Reproduce, word for word, every line starting at the line that contains "Target: woman's hand" and ending with the final line of the entries.

::: EXERCISE MATERIAL :::

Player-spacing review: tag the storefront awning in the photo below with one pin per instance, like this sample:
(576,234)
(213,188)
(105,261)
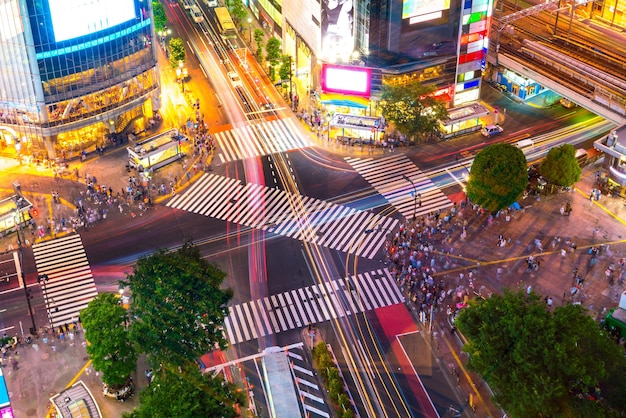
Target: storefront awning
(344,100)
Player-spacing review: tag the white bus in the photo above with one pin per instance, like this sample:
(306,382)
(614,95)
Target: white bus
(196,13)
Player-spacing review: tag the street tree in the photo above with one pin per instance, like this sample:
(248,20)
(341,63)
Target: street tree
(178,306)
(160,18)
(498,177)
(259,36)
(110,348)
(177,52)
(412,108)
(237,10)
(284,72)
(273,53)
(188,393)
(542,363)
(560,166)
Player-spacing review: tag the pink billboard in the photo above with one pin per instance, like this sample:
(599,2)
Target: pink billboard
(356,81)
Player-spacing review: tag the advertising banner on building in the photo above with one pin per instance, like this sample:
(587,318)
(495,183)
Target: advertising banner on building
(337,28)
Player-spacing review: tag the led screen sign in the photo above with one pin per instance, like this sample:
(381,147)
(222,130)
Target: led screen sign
(75,18)
(425,9)
(355,81)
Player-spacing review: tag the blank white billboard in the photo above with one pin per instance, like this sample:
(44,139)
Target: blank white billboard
(74,18)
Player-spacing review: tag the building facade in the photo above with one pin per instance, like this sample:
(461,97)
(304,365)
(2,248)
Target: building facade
(439,42)
(72,72)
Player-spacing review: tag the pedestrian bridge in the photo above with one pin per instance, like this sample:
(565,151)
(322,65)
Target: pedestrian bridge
(577,86)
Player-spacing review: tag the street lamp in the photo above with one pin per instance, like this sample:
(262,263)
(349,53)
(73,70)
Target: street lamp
(33,329)
(417,197)
(250,29)
(180,73)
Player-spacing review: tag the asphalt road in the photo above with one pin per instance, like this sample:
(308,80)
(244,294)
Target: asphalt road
(288,264)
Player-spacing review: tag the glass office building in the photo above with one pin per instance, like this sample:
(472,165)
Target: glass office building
(72,72)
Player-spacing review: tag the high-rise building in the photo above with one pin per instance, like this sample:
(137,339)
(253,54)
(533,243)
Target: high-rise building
(439,42)
(72,72)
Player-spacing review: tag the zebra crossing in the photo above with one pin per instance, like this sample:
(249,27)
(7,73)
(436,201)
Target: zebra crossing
(397,179)
(306,382)
(260,138)
(311,305)
(69,286)
(300,217)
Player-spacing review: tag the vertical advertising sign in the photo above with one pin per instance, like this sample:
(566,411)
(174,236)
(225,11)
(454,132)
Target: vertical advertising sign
(5,403)
(337,28)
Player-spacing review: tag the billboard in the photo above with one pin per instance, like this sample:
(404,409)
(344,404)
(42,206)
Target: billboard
(355,81)
(75,18)
(423,10)
(337,27)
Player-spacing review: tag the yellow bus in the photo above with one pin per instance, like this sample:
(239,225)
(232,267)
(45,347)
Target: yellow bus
(227,27)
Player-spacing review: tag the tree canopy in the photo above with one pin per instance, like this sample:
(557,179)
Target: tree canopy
(498,177)
(188,394)
(177,51)
(109,348)
(560,166)
(273,50)
(160,18)
(412,108)
(237,10)
(284,72)
(178,305)
(543,363)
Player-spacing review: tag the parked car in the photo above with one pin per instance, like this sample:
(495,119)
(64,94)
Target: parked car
(234,79)
(566,103)
(491,130)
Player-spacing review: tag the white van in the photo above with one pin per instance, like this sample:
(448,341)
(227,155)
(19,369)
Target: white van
(525,143)
(566,103)
(196,13)
(491,130)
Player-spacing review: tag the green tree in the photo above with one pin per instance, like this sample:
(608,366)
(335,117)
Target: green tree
(110,348)
(412,108)
(259,36)
(188,393)
(177,51)
(178,305)
(237,10)
(160,18)
(560,166)
(498,177)
(284,72)
(539,363)
(273,53)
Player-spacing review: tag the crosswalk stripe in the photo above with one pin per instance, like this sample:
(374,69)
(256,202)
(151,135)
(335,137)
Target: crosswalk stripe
(292,308)
(387,176)
(70,285)
(298,305)
(305,218)
(372,297)
(312,318)
(234,325)
(229,329)
(270,313)
(312,304)
(251,320)
(259,138)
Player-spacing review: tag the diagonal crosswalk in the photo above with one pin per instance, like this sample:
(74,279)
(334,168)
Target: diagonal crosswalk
(310,305)
(386,175)
(70,285)
(307,385)
(300,217)
(260,138)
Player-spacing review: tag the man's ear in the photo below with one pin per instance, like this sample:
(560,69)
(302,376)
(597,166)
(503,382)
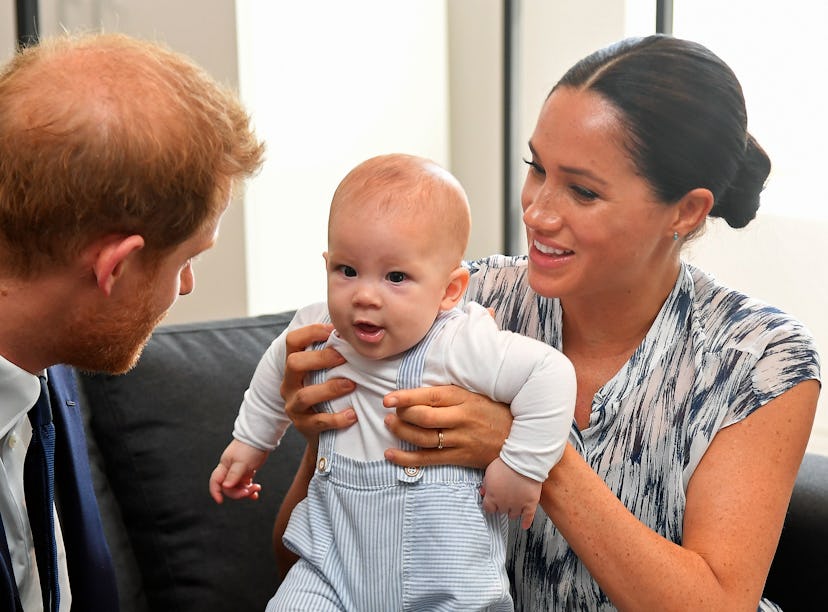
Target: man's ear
(456,287)
(110,254)
(691,210)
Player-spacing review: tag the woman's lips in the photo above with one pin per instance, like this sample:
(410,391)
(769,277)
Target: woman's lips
(368,332)
(547,256)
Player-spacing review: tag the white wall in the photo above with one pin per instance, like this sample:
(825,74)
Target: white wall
(306,105)
(331,84)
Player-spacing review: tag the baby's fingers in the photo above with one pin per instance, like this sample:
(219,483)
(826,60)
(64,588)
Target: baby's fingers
(216,479)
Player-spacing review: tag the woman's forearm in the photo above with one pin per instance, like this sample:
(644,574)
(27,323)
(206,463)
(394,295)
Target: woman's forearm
(297,492)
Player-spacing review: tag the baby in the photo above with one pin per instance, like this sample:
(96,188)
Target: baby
(397,232)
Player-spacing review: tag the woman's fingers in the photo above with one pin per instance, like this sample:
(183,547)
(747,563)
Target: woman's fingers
(470,428)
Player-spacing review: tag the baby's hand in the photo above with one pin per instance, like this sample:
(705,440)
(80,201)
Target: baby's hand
(506,491)
(234,474)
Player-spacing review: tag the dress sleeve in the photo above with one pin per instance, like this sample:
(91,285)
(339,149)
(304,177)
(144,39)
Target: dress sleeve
(787,357)
(262,420)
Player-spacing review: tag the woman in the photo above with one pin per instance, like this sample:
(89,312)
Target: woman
(694,402)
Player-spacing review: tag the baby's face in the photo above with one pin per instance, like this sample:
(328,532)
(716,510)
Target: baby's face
(386,279)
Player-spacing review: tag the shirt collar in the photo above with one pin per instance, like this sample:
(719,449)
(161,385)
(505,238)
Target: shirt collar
(665,333)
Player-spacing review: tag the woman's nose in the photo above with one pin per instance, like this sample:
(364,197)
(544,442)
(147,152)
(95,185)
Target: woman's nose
(186,280)
(542,211)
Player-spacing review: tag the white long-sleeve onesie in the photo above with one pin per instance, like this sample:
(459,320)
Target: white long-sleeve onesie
(469,351)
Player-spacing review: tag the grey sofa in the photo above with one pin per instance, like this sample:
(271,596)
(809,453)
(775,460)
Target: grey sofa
(156,433)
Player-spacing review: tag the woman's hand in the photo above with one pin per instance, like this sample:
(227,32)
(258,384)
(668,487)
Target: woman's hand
(300,399)
(450,424)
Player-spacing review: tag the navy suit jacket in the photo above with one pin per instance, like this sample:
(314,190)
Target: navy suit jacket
(91,571)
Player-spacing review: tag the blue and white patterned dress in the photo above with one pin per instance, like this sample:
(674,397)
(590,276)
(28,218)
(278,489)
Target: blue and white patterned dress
(711,358)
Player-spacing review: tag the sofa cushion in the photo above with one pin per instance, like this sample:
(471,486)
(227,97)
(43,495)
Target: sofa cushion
(160,430)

:::

ANSWER SECTION >>
Target: woman's hand
(300,399)
(450,424)
Player-spacing review: tag the navy suit jacket in the photo above with one pin per instance, like this sample:
(314,190)
Target: navy suit jacket
(91,571)
Player-spacing review: tag the blue and white patterned dress in the photo above with one pin per instance, like this sample:
(674,397)
(590,276)
(28,218)
(278,489)
Target: blue and white patterned dress
(711,358)
Player-spacing review: tag the sofa cushion in the photo above with one pin per instance, like this sample:
(471,486)
(227,97)
(43,495)
Target: sofa cushion
(160,430)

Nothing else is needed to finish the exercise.